- [Material supplied]:
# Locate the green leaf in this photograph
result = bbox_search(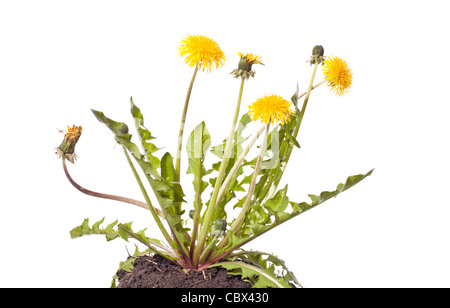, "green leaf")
[111,246,151,288]
[91,109,146,161]
[210,261,291,288]
[227,251,301,287]
[186,122,211,212]
[225,169,374,251]
[70,217,119,241]
[130,98,160,168]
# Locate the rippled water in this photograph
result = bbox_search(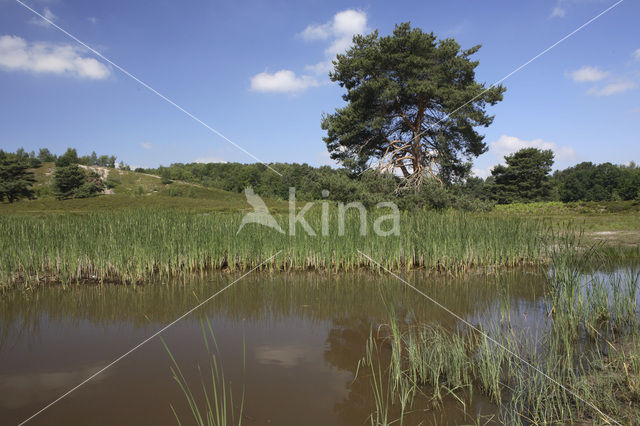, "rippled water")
[0,270,556,425]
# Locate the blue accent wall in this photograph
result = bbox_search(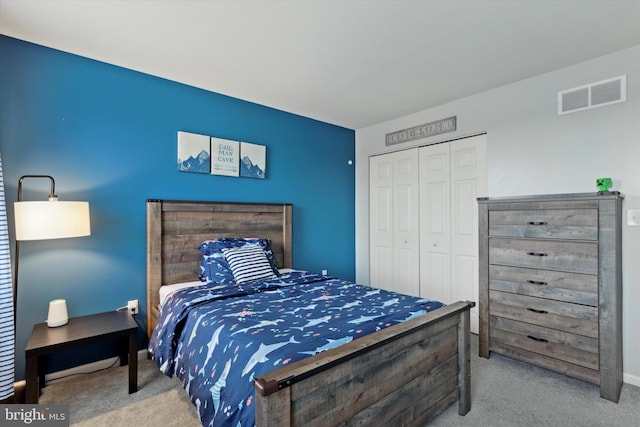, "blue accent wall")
[0,36,355,379]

- [Set task]: Pull out each line in the rows above that contains the word "Locate", copying the full line.

- [Task result]:
# Locate the green leaf in this photograph
# Locate the rippled water in this photograph
# Locate the blue accent wall in this photograph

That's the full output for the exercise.